### 任务目标 A
下面这篇讲九份村的文章里，提到村境内有哪些设施？请全部列出来。

### 提取文本
昔日卖糖收破碎 今天办厂多英才
记者 黄晓慧 文/图
九份村位于城北街道西北部。以村委会驻地九份得名。距街道办事处驻地约2千米。辖区总面积0.56平方千米。辖14个村民小组,364户,1158人。多吴、赵姓。1949年属新河区永安乡;1950年划为芳田乡第2村,属城北区;1983年改称九份村,属石粘乡;1985年改属石粘镇;2001年改属城北街道。村民旧以制造补鞋机、织网袋为副业。今多从事鞋业,少数务农。有企业30多家。有耕地450亩,产稻谷、蔬菜等;河道产淡水鱼。村境内有菜市场、卫生室(私立)、昌盛学校(外来民工子弟学校)、文化礼堂。横九路、浦江路于境西南交会过村。村南新建一住宅小区,名九份新区,村西南辟有九份工业园区。
九份 九份村委会驻地。据传300年前,横塘一户人家迁居于此,生九子,成九家(份),故名。含东岸、中岸、西岸聚落。村周环河,有埭有桥,系一点状水乡村落。河系月河支流,有两支入村,均南北走向,将村划分为东、中、西3个聚落。有多条公路过境,石牧路北通牧屿街,浦江路南通石粘街,横九路东通麻车桥街。村南九份新区房舍多沿横九路两侧建。九份工业园区在村西南浦江路两侧,有多家鞋革大中型企业进驻。
——摘自《温岭市地名志》
10月9日,因为“百村行”采访,记者走进了城北街道九份村。这一名字原先与箬横镇高龙那边的九份村同名,后来高龙的九份村改名为“前九份村”。
吴姓是九份村大姓
印象中,九份村出了不少能人,这一回到村里,在九份村文化礼堂橱窗内的“乡贤榜”“学子榜”就看到几个熟悉的名字。如上海市温岭商会会长陈君明:“现任亚繁集团董事长,从建业初期的几十万产值发展到现在每年超亿元产值企业,并被评为上海市民营百强企业和CISE中国石材工程二十强企业……”
还有复旦大学老教授吴时霖祖孙三代。吴时霖的父亲吴复民,是一位抗战老兵:“生于1910年11月11日……1921年(起)初高中均读于英国教会伦敦会于1898年在沪创办的麦伦书院。毕业后进入南洋工业专科学校机械工程科,1930年毕业,入美商友华汽车公司任检验技士,并在家乡创办内河轮船公司。1935年1月保送陆军交辎重兵科受训,1937年抗日军兴,提前毕业,学历同黄埔军校第十二期。1938年1月调升上校总库长,1945年抗日战争胜利,乃调第三战区长官部推进杭州,调京沪区特派员杭州办公处工作……”

### 任务目标 B
把下面记录里从含有“Dataset enrichment: we are adding the roof”的那一行开始，一直到记录最后一行为止的内容（首尾两行都算在内）整理成 Markdown 表格，空行不要。表格分两列，列名为“序号”和“记录内容”。

### 所给资料
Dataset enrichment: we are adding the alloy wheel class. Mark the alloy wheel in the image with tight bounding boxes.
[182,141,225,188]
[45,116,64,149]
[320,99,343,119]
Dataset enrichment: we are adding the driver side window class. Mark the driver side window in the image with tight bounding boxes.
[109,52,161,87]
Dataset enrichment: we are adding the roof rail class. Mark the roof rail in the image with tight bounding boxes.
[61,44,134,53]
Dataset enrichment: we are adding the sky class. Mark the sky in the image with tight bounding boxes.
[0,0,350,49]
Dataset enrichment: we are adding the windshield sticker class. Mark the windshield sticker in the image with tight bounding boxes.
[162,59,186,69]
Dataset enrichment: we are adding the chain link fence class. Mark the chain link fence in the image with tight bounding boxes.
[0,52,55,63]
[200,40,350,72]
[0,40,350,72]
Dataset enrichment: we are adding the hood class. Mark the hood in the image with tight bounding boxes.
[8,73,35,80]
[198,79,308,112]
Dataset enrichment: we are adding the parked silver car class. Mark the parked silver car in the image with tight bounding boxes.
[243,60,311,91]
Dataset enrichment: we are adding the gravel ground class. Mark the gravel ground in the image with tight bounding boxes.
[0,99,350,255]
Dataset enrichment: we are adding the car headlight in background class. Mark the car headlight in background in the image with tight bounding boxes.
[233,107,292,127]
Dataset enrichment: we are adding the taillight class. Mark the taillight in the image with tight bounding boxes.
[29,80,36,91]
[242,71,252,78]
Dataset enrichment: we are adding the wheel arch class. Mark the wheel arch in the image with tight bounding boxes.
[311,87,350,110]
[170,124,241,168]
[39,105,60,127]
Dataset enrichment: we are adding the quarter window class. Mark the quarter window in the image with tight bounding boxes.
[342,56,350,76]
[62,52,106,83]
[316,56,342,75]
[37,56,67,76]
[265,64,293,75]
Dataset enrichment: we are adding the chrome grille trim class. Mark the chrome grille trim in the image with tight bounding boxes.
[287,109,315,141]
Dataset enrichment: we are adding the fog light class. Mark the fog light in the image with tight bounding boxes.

### 练习结果 A
菜市场、卫生室（私立）、昌盛学校（外来民工子弟学校）、文化礼堂

### 练习结果 B
| 序号 | 记录内容 |
|---|---|
| 1 | Dataset enrichment: we are adding the roof rail class. Mark the roof rail in the image with tight bounding boxes. |
| 2 | [61,44,134,53] |
| 3 | Dataset enrichment: we are adding the sky class. Mark the sky in the image with tight bounding boxes. |
| 4 | [0,0,350,49] |
| 5 | Dataset enrichment: we are adding the windshield sticker class. Mark the windshield sticker in the image with tight bounding boxes. |
| 6 | [162,59,186,69] |
| 7 | Dataset enrichment: we are adding the chain link fence class. Mark the chain link fence in the image with tight bounding boxes. |
| 8 | [0,52,55,63] |
| 9 | [200,40,350,72] |
| 10 | [0,40,350,72] |
| 11 | Dataset enrichment: we are adding the hood class. Mark the hood in the image with tight bounding boxes. |
| 12 | [8,73,35,80] |
| 13 | [198,79,308,112] |
| 14 | Dataset enrichment: we are adding the parked silver car class. Mark the parked silver car in the image with tight bounding boxes. |
| 15 | [243,60,311,91] |
| 16 | Dataset enrichment: we are adding the gravel ground class. Mark the gravel ground in the image with tight bounding boxes. |
| 17 | [0,99,350,255] |
| 18 | Dataset enrichment: we are adding the car headlight in background class. Mark the car headlight in background in the image with tight bounding boxes. |
| 19 | [233,107,292,127] |
| 20 | Dataset enrichment: we are adding the taillight class. Mark the taillight in the image with tight bounding boxes. |
| 21 | [29,80,36,91] |
| 22 | [242,71,252,78] |
| 23 | Dataset enrichment: we are adding the wheel arch class. Mark the wheel arch in the image with tight bounding boxes. |
| 24 | [311,87,350,110] |
| 25 | [170,124,241,168] |
| 26 | [39,105,60,127] |
| 27 | Dataset enrichment: we are adding the quarter window class. Mark the quarter window in the image with tight bounding boxes. |
| 28 | [342,56,350,76] |
| 29 | [62,52,106,83] |
| 30 | [316,56,342,75] |
| 31 | [37,56,67,76] |
| 32 | [265,64,293,75] |
| 33 | Dataset enrichment: we are adding the chrome grille trim class. Mark the chrome grille trim in the image with tight bounding boxes. |
| 34 | [287,109,315,141] |
| 35 | Dataset enrichment: we are adding the fog light class. Mark the fog light in the image with tight bounding boxes. |